start Text block

Captain Courtesy is a lost 1915 American silent drama film directed by Phillips Smalley and Lois Weber based upon a novel by Edward Childs Carpenter. The film stars Dustin Farnum, Courtenay Foote, Winifred Kingston, Herbert Standing, and Jack Hoxie. The film was released on April 19, 1915, by Paramount Pictures.

Plot
Set against the events surrounding the formation of the California Republic on June 14, 1846 and its occupation by United States forces on July 9, 1846, Dustin Farnum plays the son of American settlers of Alta California who when he was a young boy were killed by the Mexicans, upon whom he has vowed revenge. Now a young man, he invents the persona of "Captain Courtesy," a mysterious masked defender of Americans' rights in the Alta California territory.  An American-style Robin Hood, he robs wealthy Mexicans and gives the plunder to his fellow Americans. Courtenay Foote plays a renegade American spying for the Mexicans who encounters Captain Courtesy at a mission and informs the Mexican authorities, who dispatch military troops to capture him. Captain Courtesy rides out of the mission, encounters a troop of American cavalrymen, and leads them back to the mission in time to liberate the local Americans. He learns that the American spy was responsible for his parents' death, but the woman he loves stops him from exacting revenge.

end Text block

Given problem:
Answer these from the Captain Courtesy text:
1. Which company released the film, and on what date?
2. On what date was the California Republic formed?
3. Who stops Captain Courtesy from taking revenge on the American spy?

start Supplied entries

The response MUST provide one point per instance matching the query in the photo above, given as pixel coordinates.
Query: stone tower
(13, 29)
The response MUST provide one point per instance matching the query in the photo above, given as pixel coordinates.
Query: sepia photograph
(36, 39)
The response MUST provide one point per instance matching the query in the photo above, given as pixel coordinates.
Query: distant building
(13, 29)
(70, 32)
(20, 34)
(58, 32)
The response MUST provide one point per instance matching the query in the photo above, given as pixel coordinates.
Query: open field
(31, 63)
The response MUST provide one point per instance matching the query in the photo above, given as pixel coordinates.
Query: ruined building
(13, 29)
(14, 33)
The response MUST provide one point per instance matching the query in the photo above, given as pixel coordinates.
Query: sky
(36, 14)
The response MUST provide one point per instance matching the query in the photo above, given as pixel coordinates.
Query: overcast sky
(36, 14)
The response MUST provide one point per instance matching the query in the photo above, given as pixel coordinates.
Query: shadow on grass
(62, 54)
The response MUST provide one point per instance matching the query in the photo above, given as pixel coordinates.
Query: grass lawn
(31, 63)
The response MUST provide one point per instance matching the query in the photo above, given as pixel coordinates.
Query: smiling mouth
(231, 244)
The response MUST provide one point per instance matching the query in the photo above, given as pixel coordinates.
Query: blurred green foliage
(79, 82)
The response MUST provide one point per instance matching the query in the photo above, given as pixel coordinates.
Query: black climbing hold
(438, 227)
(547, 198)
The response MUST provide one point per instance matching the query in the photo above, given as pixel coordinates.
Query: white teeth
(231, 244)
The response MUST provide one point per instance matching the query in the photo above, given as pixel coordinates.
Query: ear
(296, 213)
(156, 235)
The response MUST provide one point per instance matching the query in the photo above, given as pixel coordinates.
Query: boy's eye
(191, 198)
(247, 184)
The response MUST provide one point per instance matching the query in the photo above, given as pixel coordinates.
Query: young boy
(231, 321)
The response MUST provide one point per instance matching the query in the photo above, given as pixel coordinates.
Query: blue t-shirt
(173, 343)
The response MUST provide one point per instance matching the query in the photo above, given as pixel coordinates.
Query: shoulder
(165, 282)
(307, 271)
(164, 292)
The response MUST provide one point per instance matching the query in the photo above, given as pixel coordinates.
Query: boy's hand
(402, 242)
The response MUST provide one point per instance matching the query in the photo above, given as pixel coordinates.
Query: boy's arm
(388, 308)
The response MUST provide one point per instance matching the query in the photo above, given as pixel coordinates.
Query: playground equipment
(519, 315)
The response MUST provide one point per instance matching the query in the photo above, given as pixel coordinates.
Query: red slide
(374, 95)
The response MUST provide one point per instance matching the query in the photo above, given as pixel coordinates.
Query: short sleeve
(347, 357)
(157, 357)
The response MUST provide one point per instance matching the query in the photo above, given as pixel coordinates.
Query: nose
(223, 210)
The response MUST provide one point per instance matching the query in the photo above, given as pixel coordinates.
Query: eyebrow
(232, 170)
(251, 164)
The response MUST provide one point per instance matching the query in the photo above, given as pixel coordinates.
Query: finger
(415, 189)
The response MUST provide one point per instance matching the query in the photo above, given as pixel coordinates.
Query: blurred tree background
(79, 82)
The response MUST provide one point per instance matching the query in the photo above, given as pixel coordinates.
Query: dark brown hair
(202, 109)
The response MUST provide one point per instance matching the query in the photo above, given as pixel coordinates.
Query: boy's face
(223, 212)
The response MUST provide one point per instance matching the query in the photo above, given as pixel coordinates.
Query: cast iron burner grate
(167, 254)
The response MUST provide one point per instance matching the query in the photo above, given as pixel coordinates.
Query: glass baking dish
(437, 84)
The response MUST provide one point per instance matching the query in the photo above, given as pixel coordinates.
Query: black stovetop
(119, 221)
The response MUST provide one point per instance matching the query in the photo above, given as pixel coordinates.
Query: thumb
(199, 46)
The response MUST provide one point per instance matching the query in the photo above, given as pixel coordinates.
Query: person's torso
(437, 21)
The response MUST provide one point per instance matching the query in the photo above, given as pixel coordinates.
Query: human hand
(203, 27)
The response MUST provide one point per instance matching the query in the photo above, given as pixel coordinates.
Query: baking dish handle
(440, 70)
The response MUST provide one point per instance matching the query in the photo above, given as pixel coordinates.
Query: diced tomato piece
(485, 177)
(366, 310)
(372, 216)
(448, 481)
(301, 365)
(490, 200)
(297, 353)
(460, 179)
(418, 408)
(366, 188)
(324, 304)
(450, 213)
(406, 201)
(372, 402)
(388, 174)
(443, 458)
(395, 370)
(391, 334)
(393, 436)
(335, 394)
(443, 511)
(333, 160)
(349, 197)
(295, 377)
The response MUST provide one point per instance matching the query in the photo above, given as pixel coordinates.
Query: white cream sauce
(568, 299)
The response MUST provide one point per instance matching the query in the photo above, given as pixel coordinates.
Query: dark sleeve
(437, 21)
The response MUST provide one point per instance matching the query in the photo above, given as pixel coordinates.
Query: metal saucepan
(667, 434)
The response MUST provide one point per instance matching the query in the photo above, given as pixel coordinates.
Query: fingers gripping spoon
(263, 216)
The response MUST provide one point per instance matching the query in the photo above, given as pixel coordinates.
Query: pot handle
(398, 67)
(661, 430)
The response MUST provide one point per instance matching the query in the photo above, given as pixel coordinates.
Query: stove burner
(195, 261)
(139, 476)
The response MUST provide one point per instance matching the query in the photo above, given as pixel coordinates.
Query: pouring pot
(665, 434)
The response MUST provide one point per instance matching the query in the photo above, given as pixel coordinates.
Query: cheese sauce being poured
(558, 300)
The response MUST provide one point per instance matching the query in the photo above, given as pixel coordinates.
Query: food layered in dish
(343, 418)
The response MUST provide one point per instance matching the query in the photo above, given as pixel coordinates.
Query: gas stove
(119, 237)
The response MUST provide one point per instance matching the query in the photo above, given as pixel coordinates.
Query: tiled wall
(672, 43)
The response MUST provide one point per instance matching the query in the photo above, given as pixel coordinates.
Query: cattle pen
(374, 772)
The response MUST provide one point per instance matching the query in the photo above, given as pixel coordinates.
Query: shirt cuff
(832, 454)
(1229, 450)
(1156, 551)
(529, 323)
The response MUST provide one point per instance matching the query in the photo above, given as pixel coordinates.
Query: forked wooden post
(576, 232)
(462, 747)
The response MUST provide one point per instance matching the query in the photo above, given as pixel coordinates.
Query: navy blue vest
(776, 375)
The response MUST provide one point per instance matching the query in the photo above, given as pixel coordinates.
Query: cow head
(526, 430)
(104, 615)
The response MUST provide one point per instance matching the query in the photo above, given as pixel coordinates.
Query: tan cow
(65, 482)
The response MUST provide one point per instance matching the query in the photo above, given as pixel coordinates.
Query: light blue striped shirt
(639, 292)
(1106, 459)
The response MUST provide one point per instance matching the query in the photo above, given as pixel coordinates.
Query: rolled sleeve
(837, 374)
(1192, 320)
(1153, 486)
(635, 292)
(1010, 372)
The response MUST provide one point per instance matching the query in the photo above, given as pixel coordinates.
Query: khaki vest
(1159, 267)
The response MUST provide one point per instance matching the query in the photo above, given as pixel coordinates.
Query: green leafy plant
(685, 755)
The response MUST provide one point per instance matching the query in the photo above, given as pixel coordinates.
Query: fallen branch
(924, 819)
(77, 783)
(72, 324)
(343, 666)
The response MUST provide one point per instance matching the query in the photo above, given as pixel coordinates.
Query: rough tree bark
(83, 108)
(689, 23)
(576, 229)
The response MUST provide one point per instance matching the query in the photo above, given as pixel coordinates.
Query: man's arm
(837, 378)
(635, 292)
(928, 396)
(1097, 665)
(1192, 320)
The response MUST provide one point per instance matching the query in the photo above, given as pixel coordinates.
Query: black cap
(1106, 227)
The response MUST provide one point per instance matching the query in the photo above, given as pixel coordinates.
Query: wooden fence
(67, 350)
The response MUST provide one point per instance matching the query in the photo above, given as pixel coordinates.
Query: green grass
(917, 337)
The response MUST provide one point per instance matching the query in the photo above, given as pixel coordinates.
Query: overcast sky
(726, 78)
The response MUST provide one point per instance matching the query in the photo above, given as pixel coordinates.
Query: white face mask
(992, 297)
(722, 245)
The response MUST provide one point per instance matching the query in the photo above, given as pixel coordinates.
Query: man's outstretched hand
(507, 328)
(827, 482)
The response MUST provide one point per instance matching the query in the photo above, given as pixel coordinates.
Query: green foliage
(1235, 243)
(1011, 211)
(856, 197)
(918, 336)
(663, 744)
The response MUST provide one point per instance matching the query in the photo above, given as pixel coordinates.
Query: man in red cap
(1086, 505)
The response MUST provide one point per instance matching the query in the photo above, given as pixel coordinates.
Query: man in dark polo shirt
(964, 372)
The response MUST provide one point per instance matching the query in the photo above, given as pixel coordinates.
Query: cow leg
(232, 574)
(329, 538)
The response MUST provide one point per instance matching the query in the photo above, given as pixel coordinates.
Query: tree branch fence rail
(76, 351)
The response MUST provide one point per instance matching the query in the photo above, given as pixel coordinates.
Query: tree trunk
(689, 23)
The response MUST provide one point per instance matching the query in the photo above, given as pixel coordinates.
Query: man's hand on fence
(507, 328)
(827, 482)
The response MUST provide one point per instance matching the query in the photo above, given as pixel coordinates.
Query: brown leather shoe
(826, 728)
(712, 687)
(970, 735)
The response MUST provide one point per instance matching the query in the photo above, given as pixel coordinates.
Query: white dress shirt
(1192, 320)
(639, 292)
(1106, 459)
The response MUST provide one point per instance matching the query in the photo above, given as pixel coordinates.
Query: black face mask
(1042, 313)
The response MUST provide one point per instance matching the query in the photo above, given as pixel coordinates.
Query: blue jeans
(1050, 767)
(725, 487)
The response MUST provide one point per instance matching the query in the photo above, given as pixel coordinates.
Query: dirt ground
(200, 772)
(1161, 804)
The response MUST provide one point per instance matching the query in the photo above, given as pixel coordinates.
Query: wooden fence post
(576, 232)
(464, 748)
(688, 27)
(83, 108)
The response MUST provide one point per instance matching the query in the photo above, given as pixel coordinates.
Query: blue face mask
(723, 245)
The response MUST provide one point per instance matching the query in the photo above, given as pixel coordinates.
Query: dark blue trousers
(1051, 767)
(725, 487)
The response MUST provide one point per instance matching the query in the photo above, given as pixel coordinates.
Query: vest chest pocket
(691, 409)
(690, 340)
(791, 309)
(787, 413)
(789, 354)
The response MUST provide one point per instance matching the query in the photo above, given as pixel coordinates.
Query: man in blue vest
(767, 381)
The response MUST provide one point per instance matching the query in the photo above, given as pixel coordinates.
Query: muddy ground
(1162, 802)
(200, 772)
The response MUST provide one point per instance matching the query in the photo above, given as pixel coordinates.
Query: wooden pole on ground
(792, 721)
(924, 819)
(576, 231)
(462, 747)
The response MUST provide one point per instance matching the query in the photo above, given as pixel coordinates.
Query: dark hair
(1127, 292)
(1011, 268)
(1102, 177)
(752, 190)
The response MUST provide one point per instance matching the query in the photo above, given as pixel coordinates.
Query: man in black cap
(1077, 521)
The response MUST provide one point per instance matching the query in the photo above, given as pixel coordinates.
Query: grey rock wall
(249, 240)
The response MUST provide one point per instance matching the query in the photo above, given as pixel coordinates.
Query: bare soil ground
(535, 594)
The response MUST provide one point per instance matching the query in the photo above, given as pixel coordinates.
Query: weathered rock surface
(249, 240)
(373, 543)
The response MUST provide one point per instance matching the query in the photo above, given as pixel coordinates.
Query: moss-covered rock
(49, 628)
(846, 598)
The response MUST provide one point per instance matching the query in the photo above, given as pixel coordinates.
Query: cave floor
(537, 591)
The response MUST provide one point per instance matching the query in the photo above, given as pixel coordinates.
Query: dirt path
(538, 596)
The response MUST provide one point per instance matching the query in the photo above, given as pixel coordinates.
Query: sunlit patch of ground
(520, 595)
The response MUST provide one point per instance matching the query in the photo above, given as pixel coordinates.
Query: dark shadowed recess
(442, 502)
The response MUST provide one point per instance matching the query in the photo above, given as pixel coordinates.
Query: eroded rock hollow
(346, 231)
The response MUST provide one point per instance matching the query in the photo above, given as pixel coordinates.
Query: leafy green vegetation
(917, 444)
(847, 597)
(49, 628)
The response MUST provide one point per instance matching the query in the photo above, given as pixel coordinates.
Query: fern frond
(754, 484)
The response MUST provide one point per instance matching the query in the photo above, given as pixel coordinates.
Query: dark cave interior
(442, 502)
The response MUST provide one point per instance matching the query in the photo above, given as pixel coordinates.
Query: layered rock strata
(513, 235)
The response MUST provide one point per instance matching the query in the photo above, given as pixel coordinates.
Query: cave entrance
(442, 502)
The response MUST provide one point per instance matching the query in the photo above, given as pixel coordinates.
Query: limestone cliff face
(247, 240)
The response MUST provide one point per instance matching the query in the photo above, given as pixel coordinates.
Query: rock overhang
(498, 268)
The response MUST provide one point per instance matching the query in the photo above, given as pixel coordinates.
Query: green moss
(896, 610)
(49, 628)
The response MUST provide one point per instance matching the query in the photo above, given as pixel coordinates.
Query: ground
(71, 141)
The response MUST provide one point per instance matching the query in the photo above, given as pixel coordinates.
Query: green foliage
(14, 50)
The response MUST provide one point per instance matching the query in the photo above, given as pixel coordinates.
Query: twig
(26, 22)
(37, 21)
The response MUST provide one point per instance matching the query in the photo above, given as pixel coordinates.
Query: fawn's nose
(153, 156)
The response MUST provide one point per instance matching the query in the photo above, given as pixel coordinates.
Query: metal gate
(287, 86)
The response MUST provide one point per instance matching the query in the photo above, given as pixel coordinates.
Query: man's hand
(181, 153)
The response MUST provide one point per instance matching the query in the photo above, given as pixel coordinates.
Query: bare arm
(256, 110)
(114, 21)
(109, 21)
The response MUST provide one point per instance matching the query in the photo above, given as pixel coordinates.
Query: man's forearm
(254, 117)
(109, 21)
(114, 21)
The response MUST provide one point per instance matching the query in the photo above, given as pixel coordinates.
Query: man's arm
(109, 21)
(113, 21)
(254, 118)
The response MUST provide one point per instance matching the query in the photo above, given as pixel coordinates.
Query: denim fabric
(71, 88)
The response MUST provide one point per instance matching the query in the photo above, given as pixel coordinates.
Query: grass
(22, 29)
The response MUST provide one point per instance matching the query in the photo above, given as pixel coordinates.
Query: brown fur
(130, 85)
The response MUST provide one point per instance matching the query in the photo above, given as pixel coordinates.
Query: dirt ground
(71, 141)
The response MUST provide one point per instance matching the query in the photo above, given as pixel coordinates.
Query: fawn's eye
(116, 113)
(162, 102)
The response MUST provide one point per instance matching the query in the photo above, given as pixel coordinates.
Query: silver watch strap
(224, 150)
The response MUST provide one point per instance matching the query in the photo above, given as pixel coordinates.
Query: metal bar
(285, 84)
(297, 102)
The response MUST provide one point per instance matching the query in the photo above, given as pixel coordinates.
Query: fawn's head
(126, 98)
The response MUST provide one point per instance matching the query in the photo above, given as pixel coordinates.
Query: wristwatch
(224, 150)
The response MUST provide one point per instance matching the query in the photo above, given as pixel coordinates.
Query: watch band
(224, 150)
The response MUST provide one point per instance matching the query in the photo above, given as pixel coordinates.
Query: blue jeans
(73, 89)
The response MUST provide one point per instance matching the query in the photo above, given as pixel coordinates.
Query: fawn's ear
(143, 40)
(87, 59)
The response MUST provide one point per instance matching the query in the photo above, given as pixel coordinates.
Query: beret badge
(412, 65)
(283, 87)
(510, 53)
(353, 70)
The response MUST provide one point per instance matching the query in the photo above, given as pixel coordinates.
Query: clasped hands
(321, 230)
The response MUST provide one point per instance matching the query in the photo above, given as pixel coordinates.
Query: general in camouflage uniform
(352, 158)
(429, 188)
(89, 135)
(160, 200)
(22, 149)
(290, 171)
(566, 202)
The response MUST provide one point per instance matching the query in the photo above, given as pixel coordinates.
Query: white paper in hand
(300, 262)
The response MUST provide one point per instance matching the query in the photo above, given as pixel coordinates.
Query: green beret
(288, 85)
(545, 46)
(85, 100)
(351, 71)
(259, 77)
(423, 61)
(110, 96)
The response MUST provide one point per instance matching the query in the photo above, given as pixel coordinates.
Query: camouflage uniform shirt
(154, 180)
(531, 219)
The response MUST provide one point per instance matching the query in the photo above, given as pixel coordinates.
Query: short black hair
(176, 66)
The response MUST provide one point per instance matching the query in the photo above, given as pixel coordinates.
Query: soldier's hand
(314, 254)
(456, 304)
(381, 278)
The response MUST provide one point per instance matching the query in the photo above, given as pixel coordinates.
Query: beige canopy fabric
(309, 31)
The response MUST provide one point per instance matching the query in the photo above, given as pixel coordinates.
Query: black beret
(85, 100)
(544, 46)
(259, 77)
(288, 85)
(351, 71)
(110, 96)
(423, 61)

end Supplied entries

The answer:
1. Paramount Pictures, on April 19, 1915.
2. June 14, 1846.
3. The woman he loves.